Activity
Give again, word for word, only the lines of the material below from its first line through the one that holds "<point>586,217</point>"; pictures stay out.

-- -- --

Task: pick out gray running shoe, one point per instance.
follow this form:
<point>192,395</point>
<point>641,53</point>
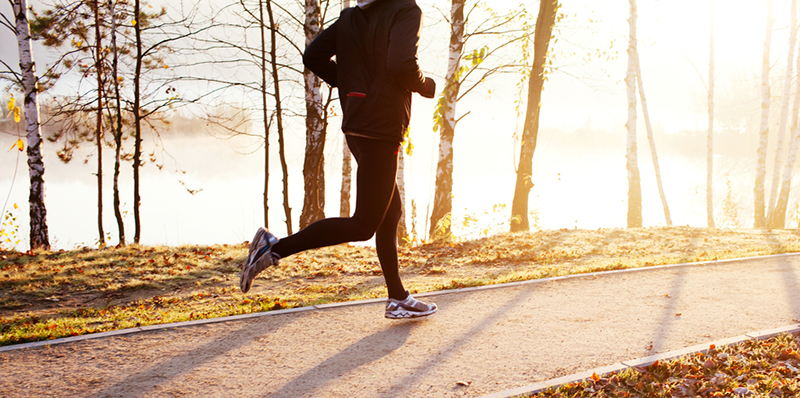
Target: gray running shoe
<point>259,258</point>
<point>408,308</point>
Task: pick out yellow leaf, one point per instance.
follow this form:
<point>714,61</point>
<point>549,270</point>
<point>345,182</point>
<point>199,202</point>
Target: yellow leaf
<point>21,145</point>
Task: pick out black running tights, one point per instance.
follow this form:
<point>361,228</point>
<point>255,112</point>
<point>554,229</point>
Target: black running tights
<point>377,212</point>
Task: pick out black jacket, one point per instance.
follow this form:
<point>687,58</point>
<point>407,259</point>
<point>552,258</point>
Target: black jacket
<point>376,67</point>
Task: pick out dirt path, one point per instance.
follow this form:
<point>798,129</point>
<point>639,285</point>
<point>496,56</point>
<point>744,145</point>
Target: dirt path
<point>492,339</point>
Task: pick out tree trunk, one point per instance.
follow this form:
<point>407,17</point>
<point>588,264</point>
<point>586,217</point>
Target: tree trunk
<point>778,214</point>
<point>443,195</point>
<point>39,237</point>
<point>314,164</point>
<point>279,117</point>
<point>118,127</point>
<point>99,127</point>
<point>776,217</point>
<point>651,139</point>
<point>763,136</point>
<point>347,168</point>
<point>634,181</point>
<point>347,181</point>
<point>264,110</point>
<point>137,123</point>
<point>530,133</point>
<point>785,100</point>
<point>710,146</point>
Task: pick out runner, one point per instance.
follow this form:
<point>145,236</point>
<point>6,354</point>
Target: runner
<point>376,70</point>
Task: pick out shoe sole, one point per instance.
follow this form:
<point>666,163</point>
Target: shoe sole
<point>409,314</point>
<point>245,283</point>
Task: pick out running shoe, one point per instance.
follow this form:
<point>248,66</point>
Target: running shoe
<point>408,308</point>
<point>259,258</point>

-- -- --

Response for this exercise
Task: pick out gray running shoe, one point per instance.
follow this form:
<point>192,395</point>
<point>641,53</point>
Target: gray running shoe
<point>259,258</point>
<point>408,308</point>
Task: pick out yellow leaf, one point per instance.
follow this form:
<point>714,61</point>
<point>549,270</point>
<point>345,182</point>
<point>199,202</point>
Target: yellow leaf
<point>21,145</point>
Task: pick out black running tights, one point per instance.
follow this form:
<point>361,228</point>
<point>255,112</point>
<point>554,229</point>
Target: black running tights
<point>377,212</point>
Task: pick out black jacket, one point per instance.
follow this form:
<point>687,58</point>
<point>407,259</point>
<point>552,258</point>
Target: black jacket
<point>376,67</point>
Task: pick out dirt path, one point per instance.
follow this form:
<point>798,129</point>
<point>639,285</point>
<point>496,56</point>
<point>744,145</point>
Target: dirt path
<point>492,339</point>
Task: pick out tree trunk, one point per instance.
follow this form:
<point>407,17</point>
<point>588,264</point>
<point>586,217</point>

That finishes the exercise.